It is currently illegal to be gay in Sri Lanka under laws inherited from the country’s colonial past.
It maintains an archaic “gross indecency” law that bans gay sex.
The government has previously rejected calls to change the law – though it paradoxically has taken steps to ban anti-gay discrimination in the workplace.
But responding to the UN’s Human Rights Council earlier this month, the country vowed to reassess the anti-gay law.
The issue was raised as part of the country’s Universal Periodic Review (UPR).
The Sri Lankan government received seven specific recommendations to amend sections 365 and 365A of the Penal Code, which target people in consensual, adult same-sex relationships.
Further recommendations were made for the state to adopt measures to combat the discrimination faced by the LGBTIQ community.
The country’s representative, Deputy Solicitor General Nerin Pulle, said that the government is committed to reforming Sri Lanka’s penal code to ensure that it meets international human rights standards.
He also said the country planned to make the right to non-discrimination on the grounds of sexual orientation and gender identity “explicit” in law.
Mr Pulle said: “Despite social, political and cultural challenges that remain with respect to reforming law, Sri Lanka remains committed to law reform and guaranteeing non-discrimination on the grounds of sexual orientation and gender identity.”
The change may find some support in the country.
Sri Lanka’s Supreme Court recently noted: “The contemporary thinking [is that] consensual sex between adults should not be policed by the state nor should it be grounds for criminalisation.”
In a release Rosanna Flamer-Caldera, Executive Director of Sri Lankan LGBT rights group EQUAL GROUND, said: “We commend our government’s commitment to reforming the Penal Code and amending the Constitution to explicitly include sexual orientation and gender identity as grounds of non-discrimination.
“No one deserves to be targeted by the law because of who they are or whom they love.
“Our government has shown significant resolve in pledging to address the criminalisation faced by the Sri Lankan LGBTIQ community and guarantee them basic rights that have for so long been denied.
“Whether LGBTIQ or not, we are all entitled to the full enjoyment of all human rights. We look forward to the government fulfilling on this commitment.
“We welcome the Government of Sri Lanka’s willing and continued engagement with the Human Rights Council and the UPR process, and commend in particular our government’s commitment to the full realisation of human rights for all citizens in the country.”
The activist added: “We are pleased that in this regard our Government specifically addressed the questions and concerns raised by the UN Member States about the continued criminalisation of consensual same sex sexual conduct and the discrimination and violence faced by the LGBTIQ community in Sri Lanka.
“We are very grateful for the efforts of the international community who continue to raise their concerns over the treatment of the LGBTIQ community in Sri Lanka and greatly appreciate the recommendations that have been made today.”
Currently same-sex acts, by a person of any gender, are illegal under Sri Lankan law.
Households headed by same-sex couples are not eligible for any the protection given to married couples.
Some private clinics in Sri Lanka claim to be able to “cure” patients of their homosexuality, despite the fact its widely recognised same-sex thoughts can not be changed by therapy.
One threat read: “Faggot activities aren’t legal. Let’s take the law into our own hands.
“If the police aren’t going to do anything about it our community is ready to do it ourselves. We will not let these mother f**king dogs to ruin our culture.”
Another added: “The scum of the earth f**kers who hide behind colorful rainbow flags, adding: “They’re gonna try to put this filth into the minds of our Sinhalese people and make us all extinct”.
At the time, British peer Baroness Barker said: “As a Liberal Democrat peer, I am asking the FCO to challenge the Sri Lankan government to protect its LGBTIQ citizens, to allow them to meet peacefully in a safe space free from discrimination and prejudice. I also challenge the government of Sri Lanka to take appropriate action against this vile and violent group.”

[Referring expression data]
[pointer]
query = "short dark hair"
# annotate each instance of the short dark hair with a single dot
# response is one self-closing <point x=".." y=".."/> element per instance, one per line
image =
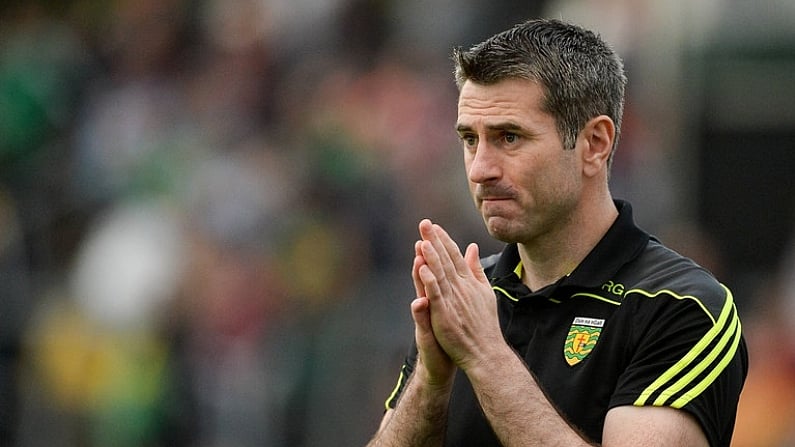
<point x="580" y="74"/>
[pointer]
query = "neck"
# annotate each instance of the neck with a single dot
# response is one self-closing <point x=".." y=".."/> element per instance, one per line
<point x="557" y="254"/>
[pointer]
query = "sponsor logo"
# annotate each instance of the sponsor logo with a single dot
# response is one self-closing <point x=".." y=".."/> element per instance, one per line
<point x="583" y="335"/>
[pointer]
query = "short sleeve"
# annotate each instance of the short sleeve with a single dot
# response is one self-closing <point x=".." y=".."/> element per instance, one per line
<point x="688" y="353"/>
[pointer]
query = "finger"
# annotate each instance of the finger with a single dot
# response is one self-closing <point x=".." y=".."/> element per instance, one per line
<point x="472" y="258"/>
<point x="419" y="261"/>
<point x="452" y="250"/>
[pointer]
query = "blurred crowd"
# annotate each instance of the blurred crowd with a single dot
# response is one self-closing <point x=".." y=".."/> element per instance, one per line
<point x="208" y="209"/>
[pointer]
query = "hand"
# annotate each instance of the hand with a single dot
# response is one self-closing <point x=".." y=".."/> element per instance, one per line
<point x="434" y="364"/>
<point x="463" y="311"/>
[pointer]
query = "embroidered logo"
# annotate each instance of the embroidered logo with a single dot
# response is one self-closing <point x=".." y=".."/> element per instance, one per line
<point x="583" y="335"/>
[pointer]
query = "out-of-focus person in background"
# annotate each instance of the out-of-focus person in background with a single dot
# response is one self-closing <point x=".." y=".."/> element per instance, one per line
<point x="284" y="280"/>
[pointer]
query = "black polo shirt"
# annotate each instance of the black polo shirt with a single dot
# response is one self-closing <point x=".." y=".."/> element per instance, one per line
<point x="634" y="324"/>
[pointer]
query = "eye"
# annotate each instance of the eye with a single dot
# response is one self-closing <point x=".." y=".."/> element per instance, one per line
<point x="469" y="140"/>
<point x="510" y="138"/>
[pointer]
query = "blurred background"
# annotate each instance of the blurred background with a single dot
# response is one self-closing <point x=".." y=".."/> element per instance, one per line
<point x="208" y="208"/>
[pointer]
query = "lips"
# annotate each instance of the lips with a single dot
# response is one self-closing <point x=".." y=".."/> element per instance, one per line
<point x="493" y="194"/>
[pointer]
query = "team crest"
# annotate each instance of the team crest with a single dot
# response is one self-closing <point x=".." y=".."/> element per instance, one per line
<point x="583" y="335"/>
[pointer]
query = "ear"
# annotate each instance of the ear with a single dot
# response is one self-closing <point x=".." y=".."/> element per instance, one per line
<point x="598" y="134"/>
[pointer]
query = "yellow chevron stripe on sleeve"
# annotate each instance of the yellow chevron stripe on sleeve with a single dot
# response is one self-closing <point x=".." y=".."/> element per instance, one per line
<point x="685" y="362"/>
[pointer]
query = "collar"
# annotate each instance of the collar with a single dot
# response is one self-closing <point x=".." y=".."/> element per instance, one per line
<point x="622" y="243"/>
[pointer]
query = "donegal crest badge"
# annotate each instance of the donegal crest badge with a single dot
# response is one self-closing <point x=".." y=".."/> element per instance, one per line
<point x="583" y="335"/>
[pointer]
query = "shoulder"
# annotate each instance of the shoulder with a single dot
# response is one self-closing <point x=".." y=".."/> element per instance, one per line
<point x="660" y="272"/>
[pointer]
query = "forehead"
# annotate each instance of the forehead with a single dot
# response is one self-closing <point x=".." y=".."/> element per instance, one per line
<point x="511" y="100"/>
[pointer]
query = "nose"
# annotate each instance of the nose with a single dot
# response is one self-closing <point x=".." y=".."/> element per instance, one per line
<point x="482" y="164"/>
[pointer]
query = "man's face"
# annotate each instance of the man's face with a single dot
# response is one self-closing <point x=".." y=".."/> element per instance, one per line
<point x="523" y="182"/>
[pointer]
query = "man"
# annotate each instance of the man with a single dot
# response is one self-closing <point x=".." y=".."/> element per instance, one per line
<point x="598" y="334"/>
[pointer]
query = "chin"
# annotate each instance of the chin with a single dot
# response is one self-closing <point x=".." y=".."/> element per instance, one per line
<point x="501" y="230"/>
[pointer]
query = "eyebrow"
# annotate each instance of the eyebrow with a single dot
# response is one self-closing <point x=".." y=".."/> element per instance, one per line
<point x="509" y="126"/>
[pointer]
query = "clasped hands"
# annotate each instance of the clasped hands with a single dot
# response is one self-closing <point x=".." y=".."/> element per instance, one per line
<point x="455" y="313"/>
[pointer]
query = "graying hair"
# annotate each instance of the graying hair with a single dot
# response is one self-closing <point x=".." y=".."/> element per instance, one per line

- **TASK DETAILS**: From the article on Sri Lanka's anti-gay law, write out the passage that starts at the words "The Sri Lankan government received" and ends after the words "adult same-sex relationships.".

- **ANSWER BOX**:
The Sri Lankan government received seven specific recommendations to amend sections 365 and 365A of the Penal Code, which target people in consensual, adult same-sex relationships.